§ THE TASK
Within the listing below, how many lines hold the string "clicks"? Only the number is wanted.
-- -- --
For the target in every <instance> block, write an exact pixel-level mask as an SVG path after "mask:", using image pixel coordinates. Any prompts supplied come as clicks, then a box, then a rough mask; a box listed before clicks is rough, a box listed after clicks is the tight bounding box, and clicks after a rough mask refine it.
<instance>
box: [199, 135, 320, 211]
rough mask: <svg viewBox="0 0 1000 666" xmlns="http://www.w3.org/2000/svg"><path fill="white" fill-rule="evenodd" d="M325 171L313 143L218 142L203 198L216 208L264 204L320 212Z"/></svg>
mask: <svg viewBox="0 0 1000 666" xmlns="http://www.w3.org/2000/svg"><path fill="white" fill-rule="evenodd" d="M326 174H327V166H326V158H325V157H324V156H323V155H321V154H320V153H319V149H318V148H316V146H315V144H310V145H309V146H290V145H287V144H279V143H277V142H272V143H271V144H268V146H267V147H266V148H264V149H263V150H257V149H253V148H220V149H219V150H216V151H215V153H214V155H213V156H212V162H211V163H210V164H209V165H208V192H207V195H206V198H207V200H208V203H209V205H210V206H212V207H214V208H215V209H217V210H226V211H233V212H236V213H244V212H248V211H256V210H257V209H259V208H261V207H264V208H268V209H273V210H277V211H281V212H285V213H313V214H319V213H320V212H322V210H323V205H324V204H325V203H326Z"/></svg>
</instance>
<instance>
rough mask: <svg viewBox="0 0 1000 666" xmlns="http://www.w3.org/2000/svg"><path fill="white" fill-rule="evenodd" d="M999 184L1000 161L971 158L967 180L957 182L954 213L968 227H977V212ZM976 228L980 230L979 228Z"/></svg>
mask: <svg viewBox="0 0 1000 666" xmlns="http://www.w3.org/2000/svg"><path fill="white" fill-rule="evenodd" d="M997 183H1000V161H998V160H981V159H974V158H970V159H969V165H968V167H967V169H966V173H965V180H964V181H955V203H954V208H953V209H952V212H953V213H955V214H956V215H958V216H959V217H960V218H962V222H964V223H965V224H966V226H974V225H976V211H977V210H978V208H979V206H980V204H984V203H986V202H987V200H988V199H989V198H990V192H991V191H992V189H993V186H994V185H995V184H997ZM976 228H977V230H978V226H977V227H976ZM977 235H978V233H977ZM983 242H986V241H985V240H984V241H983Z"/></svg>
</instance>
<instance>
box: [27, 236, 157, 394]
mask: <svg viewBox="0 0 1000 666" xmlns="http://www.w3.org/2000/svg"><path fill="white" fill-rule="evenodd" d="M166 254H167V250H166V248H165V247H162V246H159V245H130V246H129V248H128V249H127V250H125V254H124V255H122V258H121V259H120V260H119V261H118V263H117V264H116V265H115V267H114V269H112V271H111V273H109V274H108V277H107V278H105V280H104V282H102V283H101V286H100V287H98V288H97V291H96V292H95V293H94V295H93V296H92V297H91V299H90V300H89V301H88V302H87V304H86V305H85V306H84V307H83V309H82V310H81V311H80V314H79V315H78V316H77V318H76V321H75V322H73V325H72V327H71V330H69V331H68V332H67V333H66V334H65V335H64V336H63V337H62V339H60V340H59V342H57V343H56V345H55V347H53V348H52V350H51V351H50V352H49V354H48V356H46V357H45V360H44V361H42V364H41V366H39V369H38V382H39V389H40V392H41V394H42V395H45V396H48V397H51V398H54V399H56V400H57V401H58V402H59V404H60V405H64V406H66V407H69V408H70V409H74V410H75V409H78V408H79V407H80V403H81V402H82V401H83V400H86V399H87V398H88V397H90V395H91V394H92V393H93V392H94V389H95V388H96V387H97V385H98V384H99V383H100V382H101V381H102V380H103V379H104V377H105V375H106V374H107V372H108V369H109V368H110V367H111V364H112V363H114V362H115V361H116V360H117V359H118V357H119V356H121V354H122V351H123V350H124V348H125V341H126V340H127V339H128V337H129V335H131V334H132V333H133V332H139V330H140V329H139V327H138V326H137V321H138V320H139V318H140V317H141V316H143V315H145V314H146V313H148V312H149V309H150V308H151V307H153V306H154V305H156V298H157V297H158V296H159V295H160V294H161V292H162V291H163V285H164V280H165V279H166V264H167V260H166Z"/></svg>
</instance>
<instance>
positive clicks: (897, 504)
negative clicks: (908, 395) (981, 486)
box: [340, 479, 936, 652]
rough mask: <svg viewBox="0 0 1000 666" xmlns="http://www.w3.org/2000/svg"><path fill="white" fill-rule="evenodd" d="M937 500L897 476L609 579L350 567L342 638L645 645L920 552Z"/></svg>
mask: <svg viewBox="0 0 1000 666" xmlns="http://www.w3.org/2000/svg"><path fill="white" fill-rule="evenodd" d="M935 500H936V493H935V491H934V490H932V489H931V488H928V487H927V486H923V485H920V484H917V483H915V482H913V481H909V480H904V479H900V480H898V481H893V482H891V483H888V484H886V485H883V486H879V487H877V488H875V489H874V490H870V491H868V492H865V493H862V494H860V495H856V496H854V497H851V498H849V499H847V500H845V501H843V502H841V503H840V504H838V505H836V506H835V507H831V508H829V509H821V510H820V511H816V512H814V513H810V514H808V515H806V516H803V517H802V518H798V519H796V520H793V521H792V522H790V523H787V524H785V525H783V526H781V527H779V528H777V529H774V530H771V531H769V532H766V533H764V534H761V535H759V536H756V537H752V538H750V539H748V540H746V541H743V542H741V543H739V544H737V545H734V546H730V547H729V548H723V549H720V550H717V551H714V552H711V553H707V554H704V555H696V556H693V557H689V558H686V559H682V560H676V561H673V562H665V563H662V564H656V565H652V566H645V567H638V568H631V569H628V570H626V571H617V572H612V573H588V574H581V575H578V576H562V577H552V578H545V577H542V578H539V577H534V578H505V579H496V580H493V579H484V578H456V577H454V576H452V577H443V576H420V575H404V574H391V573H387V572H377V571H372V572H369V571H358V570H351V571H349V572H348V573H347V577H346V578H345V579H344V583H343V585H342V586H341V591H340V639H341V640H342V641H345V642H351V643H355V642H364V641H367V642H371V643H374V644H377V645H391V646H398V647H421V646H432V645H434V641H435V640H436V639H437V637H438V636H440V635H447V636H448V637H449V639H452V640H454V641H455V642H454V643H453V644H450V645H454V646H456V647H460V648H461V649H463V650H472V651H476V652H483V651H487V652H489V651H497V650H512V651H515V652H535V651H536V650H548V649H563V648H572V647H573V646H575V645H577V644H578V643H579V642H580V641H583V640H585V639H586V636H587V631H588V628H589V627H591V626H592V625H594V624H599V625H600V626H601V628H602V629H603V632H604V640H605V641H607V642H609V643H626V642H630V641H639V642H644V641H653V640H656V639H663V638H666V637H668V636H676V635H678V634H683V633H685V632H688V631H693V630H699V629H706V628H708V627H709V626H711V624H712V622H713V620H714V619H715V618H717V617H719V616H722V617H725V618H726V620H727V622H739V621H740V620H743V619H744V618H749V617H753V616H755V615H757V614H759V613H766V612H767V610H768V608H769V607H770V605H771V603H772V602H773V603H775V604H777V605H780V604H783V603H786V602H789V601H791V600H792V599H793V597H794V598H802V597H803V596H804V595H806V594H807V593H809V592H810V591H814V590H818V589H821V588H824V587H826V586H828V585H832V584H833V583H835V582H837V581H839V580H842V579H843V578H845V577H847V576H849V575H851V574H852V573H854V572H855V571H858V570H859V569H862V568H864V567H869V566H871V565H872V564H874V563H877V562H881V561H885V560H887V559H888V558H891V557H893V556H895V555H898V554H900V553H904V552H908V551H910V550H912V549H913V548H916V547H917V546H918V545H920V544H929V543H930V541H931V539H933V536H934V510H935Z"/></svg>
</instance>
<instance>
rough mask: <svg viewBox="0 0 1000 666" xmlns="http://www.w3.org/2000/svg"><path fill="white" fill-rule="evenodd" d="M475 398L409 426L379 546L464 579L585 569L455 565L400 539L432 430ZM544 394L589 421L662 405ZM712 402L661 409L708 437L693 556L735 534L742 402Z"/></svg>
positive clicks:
-- -- --
§ RESPONSE
4